• _ASSIGNMENT_: Output exactly the lines below, starting with the line that has "Field-scouting task: mark every instance of the black" and going on through the line that has "Field-scouting task: mark every instance of the teal", both included, and no other lines.

• _INFORMATION SUPPLIED_:
*** Block opens ***

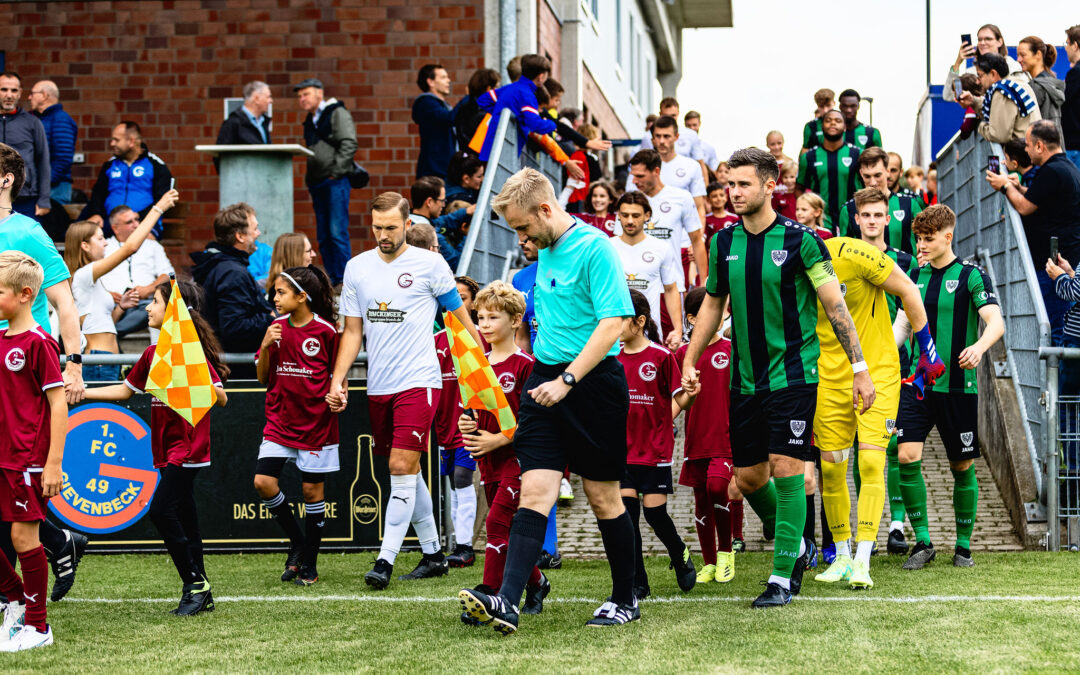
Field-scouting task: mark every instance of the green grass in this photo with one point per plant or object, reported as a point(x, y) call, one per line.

*** Block closes ***
*** Block opens ***

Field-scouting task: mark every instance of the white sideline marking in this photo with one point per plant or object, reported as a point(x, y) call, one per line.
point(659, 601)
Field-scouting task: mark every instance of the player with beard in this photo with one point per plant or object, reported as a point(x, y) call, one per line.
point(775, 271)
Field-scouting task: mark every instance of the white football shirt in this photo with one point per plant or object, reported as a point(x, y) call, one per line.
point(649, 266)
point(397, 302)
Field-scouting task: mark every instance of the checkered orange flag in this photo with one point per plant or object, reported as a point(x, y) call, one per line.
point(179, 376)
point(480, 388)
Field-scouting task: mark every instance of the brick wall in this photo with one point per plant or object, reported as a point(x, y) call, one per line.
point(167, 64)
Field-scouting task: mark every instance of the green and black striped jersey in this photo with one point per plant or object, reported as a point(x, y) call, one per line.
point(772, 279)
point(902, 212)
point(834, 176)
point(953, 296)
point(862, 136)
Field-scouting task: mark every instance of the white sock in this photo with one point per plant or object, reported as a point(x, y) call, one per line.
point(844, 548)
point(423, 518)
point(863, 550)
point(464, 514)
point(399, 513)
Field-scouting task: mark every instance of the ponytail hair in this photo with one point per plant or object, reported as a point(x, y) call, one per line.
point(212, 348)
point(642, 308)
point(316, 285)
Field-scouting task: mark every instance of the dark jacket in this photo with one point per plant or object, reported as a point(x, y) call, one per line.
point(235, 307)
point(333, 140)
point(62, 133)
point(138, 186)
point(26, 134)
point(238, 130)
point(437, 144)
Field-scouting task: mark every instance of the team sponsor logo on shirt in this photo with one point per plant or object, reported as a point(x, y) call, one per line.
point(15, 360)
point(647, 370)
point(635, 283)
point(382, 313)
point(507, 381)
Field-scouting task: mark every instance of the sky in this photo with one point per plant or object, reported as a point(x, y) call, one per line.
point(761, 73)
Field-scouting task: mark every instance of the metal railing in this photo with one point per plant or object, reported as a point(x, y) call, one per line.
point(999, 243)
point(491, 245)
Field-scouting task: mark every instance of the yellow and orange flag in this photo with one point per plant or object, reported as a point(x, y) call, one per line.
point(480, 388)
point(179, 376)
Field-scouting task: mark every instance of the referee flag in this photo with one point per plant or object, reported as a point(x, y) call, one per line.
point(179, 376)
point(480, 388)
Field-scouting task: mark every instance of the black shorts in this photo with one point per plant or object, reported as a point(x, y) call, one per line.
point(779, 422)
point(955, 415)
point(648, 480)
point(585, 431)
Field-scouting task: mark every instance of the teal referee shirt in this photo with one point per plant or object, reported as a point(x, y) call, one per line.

*** Block closes ***

• _WRITTEN SOLUTION_:
Field-scouting task: mark every instance of the black shorts in this photo with one point per plant or object, reported as a point(x, y) call, one per line.
point(779, 422)
point(955, 415)
point(648, 480)
point(585, 431)
Field-scouting task: mark every instance of the teal referee shirt in this photo with one point per plant or object, reported as a point(x, y) call, one per line.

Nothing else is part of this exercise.